-- Direction --
Write out precisely the lines beginning with the line that contains "Expected: the pointer indicates a point on the man" and ending with the last line of the entries, and no other lines.

==== Records for processing

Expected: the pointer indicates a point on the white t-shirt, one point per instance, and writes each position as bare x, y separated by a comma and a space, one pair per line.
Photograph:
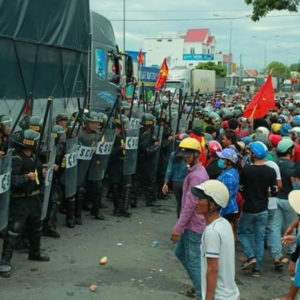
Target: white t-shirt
273, 200
218, 242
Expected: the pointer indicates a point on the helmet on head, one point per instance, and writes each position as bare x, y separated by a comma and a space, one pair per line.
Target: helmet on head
102, 117
262, 130
28, 139
213, 147
5, 121
214, 189
61, 117
276, 127
91, 116
282, 119
285, 128
296, 120
275, 139
284, 145
31, 122
229, 154
259, 149
188, 146
295, 131
148, 119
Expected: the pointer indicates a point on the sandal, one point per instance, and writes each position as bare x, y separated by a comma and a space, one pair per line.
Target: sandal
190, 293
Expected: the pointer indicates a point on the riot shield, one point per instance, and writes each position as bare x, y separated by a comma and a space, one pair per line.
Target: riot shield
86, 148
49, 176
5, 175
101, 158
131, 147
71, 167
158, 134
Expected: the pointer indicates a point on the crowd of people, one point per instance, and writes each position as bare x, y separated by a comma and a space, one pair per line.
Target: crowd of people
232, 178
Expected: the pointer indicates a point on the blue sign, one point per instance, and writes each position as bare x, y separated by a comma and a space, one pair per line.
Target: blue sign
100, 63
148, 74
134, 55
198, 56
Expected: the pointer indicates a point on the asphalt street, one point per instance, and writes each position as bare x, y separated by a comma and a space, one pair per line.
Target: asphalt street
135, 269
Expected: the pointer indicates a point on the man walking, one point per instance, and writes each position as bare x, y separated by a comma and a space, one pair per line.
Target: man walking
190, 225
255, 182
217, 245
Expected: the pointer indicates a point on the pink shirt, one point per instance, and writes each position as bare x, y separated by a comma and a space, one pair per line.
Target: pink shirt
189, 219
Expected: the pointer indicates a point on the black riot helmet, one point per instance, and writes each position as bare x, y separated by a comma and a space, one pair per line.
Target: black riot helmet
28, 139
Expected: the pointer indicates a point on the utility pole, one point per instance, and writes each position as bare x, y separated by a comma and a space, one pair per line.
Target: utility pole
124, 28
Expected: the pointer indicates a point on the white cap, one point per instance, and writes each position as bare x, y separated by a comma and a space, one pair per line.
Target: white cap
214, 189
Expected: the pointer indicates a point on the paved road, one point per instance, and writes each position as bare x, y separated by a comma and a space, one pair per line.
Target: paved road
135, 269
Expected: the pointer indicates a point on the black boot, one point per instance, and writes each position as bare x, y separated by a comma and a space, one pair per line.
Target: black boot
70, 213
96, 209
78, 210
125, 204
49, 223
96, 198
9, 245
35, 248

========

-- Result --
Expected: the pointer indicates a point on the man walking, one point per instance, and writes each position as bare x, y separated by a comma and a space, one pair per line.
Target: man walking
190, 225
255, 182
217, 245
Expected: the pointer indicates a point on the pink shirt, one point per instance, and writes each position as bare x, y separated by a comma and a space, one pair per line.
Target: pink shirt
189, 219
Expected: the pointer indicates a point on the black riot helmet, one point per instance, and writes each position as bare x, y separated by a comma and a space, one pair per line.
Target: black riot helmet
28, 139
Expected: the pointer indicates a point on the utility pole, one point per instance, and writes each position as bare x, y separated by a comma and a space, one pair per line.
Target: utility pole
124, 28
Expected: the pointer indicates a point on the white cap, one point per instance, and writes each position as bare x, y separated by a comma and a space, one pair per line.
Target: white cap
214, 189
Expected: the pointer indicates a point on the paved road, one point per instance, and writes each position as bare x, y separated by a comma and a space, one pair per line.
Target: paved road
135, 269
Expected: the pointer indicates a point on the black boot, one point per instance, and writes each position as bare x, y separated by a comma and a space, one pair per line.
Target: black boot
70, 213
96, 209
78, 210
125, 204
49, 223
96, 198
9, 245
35, 248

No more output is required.